Data excerpts:
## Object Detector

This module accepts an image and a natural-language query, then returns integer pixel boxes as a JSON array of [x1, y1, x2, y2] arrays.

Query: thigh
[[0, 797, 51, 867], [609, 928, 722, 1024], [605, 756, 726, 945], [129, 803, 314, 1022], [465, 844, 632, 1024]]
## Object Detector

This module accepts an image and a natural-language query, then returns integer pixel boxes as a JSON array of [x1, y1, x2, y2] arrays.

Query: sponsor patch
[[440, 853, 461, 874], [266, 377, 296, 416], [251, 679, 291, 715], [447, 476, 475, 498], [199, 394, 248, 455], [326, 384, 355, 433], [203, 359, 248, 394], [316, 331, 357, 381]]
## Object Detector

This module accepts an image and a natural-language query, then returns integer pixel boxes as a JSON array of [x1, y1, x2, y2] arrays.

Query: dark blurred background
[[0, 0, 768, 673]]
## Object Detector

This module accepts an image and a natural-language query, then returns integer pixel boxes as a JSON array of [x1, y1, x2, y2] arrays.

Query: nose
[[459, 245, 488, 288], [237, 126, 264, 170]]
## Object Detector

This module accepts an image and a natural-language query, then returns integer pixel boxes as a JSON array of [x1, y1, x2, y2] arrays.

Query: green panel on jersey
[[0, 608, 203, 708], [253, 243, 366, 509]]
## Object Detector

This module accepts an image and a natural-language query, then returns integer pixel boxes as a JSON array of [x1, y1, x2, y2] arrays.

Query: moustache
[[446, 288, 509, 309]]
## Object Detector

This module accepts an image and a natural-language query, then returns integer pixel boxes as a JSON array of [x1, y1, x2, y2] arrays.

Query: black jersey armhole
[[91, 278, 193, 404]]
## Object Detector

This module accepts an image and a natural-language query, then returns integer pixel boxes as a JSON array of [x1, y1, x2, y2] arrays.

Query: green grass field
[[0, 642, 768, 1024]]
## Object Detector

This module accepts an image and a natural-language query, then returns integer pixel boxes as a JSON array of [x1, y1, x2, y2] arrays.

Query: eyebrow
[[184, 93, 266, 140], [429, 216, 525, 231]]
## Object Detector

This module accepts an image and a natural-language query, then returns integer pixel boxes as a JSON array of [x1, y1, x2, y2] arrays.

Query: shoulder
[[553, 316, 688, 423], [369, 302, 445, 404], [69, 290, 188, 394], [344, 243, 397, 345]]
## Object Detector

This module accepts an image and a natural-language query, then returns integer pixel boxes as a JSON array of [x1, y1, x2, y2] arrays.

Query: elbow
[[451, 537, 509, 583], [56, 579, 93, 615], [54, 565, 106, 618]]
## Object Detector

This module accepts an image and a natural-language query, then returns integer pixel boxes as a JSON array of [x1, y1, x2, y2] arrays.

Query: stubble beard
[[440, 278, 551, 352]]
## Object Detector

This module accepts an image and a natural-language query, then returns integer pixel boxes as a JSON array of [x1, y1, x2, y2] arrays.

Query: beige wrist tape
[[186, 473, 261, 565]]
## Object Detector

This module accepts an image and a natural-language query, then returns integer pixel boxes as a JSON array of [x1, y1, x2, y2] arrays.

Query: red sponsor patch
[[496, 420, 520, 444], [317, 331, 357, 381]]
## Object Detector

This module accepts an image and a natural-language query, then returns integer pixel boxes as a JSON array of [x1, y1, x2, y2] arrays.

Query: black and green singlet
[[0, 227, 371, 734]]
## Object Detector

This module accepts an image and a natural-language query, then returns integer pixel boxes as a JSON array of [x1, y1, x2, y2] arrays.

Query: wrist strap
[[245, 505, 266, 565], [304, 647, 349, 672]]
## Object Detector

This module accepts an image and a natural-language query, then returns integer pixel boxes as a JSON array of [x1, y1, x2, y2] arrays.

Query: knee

Exercise aim:
Write out the listing above word for word, from its first line down to and including the line that contains "[[184, 93, 266, 140], [429, 216, 525, 231]]".

Full response:
## Object Detector

This module accepts an image and a natural-language query, then returns integer pixel boxes as a JSON array of [x1, y1, x2, y2] arrays.

Query: thigh
[[0, 797, 51, 867], [609, 928, 722, 1024], [605, 756, 726, 945], [129, 803, 314, 1022], [465, 844, 632, 1024]]
## Object Detector

This module accepts an image and a natural-language query, then returns integer pixel boxes as a JSON array of [x1, y1, x2, y2] arrays.

Query: sponsor patch
[[440, 853, 461, 874], [266, 377, 296, 416], [251, 679, 291, 715], [447, 476, 475, 498], [199, 394, 248, 455], [326, 384, 355, 433], [203, 359, 248, 394], [316, 331, 357, 381]]
## Object Detector

This module accepts an image and a natural-language query, then returns integer pixel boxes as a JSON array of [x1, y1, x2, y2] arrays.

Query: dark blurred background
[[0, 0, 768, 673]]
## Object Detector

This module accepts an image and a natural-language query, then returns integer pixel boxes as a JSON array of [x1, y1, x2, y2] arrays.

Query: nose
[[459, 245, 488, 288], [237, 126, 264, 170]]
## Object Detector

This module accepts an image and a natural-language query, then returns integer pixel boxes as a JSON array of [x1, y1, x2, y2] arrays.

Query: green panel on jersey
[[0, 608, 203, 708], [253, 243, 366, 509]]
## Object Detector

This module accepts an image and a natural-language query, then returns integer pixel boxes as a JSON array of [x1, y1, x2, y2] arrays.

Query: moustache
[[446, 288, 509, 309]]
## Object Detector

This module accepts an image and a natural-language query, then returns integer pixel boxes as a JSON array of [x1, y1, x2, y2] arrays.

Query: black jersey armhole
[[91, 278, 193, 404]]
## Object Detector

This module accepts an image and a natural-language query, then returns integer pixel boxes as a JSON array of [x1, y1, x2, y2] arrays.

Query: green grass field
[[0, 642, 768, 1024]]
## Object Detector

This module accepts an image and a natural-language query, then returns integer pixel boxes as a JSON array of [x1, y1, x2, y2] arrays.

Query: eyebrow
[[184, 93, 266, 140], [429, 216, 525, 231]]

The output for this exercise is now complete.